Aim: Starting with the line that contains "For each instance of the silver car, the", copy every line through the end of the data below, exactly and with nothing added.

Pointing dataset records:

* * * * *

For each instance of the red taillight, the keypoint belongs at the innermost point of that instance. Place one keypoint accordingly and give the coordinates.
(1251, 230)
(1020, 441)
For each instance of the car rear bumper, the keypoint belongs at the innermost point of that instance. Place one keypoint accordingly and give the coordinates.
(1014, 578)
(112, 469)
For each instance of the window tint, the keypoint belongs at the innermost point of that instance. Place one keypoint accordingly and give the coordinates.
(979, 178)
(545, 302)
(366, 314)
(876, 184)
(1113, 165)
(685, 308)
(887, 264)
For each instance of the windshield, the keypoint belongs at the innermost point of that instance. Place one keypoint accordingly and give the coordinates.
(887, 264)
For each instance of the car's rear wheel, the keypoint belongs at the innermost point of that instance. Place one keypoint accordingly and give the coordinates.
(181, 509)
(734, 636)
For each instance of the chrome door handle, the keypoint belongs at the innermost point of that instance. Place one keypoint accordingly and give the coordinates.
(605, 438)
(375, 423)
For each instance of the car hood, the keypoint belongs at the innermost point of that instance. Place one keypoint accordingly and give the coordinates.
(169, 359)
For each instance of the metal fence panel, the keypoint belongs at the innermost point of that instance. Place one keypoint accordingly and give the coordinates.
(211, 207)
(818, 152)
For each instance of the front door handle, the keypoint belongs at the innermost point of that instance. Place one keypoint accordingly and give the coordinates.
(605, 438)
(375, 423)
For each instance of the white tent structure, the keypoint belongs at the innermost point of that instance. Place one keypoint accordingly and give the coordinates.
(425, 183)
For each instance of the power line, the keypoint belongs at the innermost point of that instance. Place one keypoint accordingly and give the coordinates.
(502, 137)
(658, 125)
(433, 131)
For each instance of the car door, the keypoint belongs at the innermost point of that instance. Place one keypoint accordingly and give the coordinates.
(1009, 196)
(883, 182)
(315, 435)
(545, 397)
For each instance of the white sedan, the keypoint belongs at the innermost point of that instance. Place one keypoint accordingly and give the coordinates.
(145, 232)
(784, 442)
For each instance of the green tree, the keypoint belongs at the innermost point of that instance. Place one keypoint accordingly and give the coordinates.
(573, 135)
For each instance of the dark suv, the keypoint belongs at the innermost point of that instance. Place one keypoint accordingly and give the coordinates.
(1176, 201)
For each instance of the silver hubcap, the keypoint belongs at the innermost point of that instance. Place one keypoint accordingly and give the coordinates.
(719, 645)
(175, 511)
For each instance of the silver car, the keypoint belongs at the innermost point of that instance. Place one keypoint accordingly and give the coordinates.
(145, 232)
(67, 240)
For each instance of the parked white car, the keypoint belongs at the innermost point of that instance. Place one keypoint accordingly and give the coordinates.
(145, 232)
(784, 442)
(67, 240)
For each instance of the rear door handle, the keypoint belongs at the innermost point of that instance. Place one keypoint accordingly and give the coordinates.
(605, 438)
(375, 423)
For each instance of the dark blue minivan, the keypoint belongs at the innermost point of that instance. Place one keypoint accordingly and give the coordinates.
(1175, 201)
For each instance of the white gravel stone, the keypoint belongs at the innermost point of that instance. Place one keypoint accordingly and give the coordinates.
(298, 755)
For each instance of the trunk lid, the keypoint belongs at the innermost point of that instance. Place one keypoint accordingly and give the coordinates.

* * * * *

Complete output:
For each instance of the silver car, the keypoint belongs at the innermost point of that instance. Place one keypoint accordingly and give the coordinates.
(145, 232)
(67, 240)
For each instance of the parked white car, the keypoint belongs at the innermost point of that instance. Place one keypoint accordingly and give the coordinates.
(145, 232)
(784, 442)
(67, 240)
For each instance of the rear door handle, the keypoint belongs at the innermost point of that instance. Place one keypoint accordingly and give the coordinates.
(605, 438)
(375, 423)
For each instance of the dark blue minivan, the keypoint belongs at the innermost point of that instance. Place one keypoint accordingly and give the coordinates.
(1175, 201)
For each instance of the white gravel stone, the keypoint belongs at the innermost point of that instance. Place one keypoint accordingly and give the coordinates.
(298, 755)
For each instance of the trunk lid, the keypoint belongs at the innermost point of that instance. Place one keypoint accordingly and give the coordinates.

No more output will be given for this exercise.